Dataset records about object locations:
--------

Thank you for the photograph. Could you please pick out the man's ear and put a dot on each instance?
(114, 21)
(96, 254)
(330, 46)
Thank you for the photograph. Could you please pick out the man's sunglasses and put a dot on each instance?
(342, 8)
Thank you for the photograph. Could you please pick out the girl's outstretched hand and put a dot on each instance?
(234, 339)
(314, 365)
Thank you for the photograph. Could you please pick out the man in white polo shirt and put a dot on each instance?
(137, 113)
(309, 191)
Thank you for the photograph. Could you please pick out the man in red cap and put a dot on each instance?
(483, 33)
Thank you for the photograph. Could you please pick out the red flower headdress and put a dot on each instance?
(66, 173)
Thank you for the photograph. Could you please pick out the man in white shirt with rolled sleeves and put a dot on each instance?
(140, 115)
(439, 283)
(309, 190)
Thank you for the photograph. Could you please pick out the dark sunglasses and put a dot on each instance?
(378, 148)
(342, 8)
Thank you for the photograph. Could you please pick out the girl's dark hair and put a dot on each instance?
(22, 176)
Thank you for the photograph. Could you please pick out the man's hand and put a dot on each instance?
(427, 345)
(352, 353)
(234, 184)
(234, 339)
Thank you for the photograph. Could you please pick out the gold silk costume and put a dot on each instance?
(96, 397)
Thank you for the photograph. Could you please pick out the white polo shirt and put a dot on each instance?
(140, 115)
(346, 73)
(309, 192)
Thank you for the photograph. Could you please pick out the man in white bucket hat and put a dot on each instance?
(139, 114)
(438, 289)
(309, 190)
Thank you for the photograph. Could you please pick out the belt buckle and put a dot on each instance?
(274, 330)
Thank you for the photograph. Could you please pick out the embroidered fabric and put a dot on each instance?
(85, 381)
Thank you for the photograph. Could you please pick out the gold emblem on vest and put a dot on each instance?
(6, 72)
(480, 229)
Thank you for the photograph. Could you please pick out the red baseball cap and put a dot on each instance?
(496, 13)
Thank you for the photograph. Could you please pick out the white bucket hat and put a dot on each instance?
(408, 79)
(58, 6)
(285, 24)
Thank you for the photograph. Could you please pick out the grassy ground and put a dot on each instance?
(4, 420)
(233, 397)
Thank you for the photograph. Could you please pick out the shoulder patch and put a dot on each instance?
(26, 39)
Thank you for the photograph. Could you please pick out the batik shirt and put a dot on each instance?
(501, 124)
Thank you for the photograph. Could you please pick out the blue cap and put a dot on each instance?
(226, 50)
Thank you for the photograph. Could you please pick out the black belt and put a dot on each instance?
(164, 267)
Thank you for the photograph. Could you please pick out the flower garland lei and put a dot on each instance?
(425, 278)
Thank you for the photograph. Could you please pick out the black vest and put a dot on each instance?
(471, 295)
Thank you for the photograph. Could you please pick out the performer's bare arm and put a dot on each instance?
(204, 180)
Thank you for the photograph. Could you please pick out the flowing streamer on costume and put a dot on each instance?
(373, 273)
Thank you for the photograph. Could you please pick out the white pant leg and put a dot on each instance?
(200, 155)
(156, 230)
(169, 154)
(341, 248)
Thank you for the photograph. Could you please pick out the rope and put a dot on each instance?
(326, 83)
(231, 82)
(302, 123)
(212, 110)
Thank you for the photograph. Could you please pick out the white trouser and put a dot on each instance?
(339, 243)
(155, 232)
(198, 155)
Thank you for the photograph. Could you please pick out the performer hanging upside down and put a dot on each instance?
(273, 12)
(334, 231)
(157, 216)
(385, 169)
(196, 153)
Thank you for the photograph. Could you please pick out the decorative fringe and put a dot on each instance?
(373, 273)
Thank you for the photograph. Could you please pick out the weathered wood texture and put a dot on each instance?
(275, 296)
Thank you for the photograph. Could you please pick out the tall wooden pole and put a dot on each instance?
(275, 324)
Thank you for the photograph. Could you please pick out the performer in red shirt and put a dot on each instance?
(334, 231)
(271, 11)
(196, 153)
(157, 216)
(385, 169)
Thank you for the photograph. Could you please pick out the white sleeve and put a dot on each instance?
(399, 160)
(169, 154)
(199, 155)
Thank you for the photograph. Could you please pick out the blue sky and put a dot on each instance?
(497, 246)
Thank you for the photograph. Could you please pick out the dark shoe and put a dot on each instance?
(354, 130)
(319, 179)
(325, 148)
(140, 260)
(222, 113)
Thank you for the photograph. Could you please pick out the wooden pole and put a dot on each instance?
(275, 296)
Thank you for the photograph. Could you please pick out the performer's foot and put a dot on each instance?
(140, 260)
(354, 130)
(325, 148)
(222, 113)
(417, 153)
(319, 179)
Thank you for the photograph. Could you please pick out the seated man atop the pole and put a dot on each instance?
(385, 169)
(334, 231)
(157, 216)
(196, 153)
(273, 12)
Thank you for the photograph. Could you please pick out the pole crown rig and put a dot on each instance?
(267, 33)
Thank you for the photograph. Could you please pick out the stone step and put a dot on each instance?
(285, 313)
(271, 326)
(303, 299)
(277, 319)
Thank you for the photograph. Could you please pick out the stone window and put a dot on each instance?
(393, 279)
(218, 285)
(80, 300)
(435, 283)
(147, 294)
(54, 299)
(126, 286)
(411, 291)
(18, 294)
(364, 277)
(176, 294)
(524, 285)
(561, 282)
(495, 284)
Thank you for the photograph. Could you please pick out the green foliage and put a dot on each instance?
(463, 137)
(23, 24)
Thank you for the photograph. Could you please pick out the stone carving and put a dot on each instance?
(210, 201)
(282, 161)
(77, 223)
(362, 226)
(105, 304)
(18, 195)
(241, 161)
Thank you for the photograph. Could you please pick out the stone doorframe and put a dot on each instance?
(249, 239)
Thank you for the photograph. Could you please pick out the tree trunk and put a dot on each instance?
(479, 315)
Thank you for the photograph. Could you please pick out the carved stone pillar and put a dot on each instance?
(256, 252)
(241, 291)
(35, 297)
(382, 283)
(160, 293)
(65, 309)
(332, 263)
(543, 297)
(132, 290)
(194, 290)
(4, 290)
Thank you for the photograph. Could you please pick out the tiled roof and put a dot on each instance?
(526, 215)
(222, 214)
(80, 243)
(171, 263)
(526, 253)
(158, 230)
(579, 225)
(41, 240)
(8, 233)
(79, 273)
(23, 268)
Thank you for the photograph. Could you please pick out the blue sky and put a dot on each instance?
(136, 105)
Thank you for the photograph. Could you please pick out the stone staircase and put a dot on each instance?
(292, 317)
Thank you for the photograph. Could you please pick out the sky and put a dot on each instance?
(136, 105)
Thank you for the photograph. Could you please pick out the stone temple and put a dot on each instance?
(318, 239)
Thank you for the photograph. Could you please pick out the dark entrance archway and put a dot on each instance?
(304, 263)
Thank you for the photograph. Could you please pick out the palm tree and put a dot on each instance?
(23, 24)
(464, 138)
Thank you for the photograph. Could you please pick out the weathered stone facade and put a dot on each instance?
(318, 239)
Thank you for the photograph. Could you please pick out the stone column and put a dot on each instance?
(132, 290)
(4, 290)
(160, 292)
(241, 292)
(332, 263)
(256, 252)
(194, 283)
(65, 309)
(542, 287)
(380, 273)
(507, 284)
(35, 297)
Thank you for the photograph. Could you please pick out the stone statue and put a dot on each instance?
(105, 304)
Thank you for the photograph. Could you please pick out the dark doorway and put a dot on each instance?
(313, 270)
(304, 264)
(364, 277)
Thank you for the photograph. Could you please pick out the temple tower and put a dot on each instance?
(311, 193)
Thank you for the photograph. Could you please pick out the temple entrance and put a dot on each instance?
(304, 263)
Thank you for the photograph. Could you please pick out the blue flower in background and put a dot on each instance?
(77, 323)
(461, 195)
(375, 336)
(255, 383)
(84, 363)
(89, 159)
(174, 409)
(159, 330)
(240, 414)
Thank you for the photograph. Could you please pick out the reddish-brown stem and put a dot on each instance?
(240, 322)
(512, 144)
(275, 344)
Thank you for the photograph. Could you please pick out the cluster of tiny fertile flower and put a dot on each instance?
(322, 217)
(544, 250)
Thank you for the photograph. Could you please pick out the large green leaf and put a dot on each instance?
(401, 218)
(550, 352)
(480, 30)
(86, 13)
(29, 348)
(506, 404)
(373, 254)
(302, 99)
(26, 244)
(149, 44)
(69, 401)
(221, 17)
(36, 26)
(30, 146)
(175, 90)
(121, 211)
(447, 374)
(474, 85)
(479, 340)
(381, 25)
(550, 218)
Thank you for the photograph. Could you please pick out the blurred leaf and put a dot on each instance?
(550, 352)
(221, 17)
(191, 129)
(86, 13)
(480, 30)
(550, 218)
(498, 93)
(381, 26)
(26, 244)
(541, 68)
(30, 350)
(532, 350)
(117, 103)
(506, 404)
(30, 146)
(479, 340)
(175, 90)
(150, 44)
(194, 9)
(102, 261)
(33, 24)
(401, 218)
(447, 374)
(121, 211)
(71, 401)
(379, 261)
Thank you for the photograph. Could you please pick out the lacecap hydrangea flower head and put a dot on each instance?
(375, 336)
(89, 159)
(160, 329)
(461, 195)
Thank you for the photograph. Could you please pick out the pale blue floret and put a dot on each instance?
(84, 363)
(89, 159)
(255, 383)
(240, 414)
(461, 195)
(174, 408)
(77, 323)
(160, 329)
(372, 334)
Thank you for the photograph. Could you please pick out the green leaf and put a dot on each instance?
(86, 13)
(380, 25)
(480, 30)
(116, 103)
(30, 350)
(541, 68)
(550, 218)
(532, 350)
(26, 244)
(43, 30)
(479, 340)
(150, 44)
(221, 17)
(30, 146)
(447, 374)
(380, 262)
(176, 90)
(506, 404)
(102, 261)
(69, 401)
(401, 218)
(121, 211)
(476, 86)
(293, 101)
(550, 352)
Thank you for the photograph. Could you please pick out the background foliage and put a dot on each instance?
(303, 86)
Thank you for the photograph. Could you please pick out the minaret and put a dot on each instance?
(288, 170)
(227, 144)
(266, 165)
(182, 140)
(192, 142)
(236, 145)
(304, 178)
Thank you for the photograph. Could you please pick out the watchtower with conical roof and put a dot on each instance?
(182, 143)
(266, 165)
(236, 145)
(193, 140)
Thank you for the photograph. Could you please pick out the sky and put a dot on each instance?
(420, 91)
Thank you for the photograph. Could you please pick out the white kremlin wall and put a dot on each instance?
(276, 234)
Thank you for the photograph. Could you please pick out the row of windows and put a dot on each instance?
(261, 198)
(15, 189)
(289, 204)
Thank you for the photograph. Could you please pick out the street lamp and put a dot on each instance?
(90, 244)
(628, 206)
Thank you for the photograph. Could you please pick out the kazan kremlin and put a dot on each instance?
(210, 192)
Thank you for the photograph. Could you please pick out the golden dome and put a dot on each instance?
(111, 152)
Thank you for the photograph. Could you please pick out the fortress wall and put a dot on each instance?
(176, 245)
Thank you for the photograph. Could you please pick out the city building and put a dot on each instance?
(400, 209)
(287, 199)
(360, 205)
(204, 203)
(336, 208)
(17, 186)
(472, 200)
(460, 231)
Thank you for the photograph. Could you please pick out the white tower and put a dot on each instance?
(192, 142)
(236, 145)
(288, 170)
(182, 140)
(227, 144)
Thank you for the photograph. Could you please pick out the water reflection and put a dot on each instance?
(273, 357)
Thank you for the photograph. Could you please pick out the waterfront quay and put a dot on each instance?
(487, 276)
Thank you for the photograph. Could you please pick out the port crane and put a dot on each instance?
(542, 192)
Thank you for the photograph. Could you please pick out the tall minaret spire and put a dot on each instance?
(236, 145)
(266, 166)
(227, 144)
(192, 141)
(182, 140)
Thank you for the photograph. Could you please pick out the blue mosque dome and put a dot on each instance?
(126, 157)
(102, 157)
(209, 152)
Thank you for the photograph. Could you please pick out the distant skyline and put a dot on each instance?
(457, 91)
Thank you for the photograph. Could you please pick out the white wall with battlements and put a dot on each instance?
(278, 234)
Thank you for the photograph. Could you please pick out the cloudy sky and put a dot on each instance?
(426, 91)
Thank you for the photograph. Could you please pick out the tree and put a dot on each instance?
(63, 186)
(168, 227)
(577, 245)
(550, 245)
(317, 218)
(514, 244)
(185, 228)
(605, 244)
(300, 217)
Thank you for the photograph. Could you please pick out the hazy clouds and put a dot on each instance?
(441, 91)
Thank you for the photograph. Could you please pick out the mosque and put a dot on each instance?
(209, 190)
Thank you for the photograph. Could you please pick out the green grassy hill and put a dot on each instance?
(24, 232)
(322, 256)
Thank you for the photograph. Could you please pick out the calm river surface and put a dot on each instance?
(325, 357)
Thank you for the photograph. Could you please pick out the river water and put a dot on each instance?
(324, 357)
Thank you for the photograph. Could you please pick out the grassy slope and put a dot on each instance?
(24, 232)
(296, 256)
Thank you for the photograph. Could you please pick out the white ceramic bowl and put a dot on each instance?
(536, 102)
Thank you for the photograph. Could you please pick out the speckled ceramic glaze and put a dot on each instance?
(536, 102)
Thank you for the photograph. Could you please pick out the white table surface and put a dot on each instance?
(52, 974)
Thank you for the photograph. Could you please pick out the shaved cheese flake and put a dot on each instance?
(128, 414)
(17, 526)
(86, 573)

--------

## CHALLENGE
Repeat word for word every line from the one that holds "mosque and put a dot on each instance?" to the end. Both ends count.

## THE RESULT
Thank you for the photograph. Could you please pick out the mosque and put a dot on each instance?
(209, 190)
Thank you for the photograph. Could you please pick out the green grassy hill and put a dot on each instance?
(24, 232)
(322, 256)
Thank you for the photograph. Could you please pick out the calm river surface and put a dot on each instance?
(325, 357)
Thank you for the photograph. Could you please pick out the river water and put a dot on each instance?
(324, 357)
Thank you for the photograph. Could you please pick out the grassy slope and put a dot on each instance?
(24, 232)
(296, 256)
Thank you for the photograph. Could you please pick out the white ceramic bowl and put a dot on each instance?
(536, 102)
Thank you for the photograph. Could you please pick out the speckled ceramic glaze and put a dot on each instance?
(536, 102)
Thank you for the photograph. Could you please pick out the white table surface and put a dot on each instance?
(52, 974)
Thank you for the photograph. Could you please pick out the shaved cheese flake and put a dot on each instance?
(128, 414)
(17, 526)
(86, 573)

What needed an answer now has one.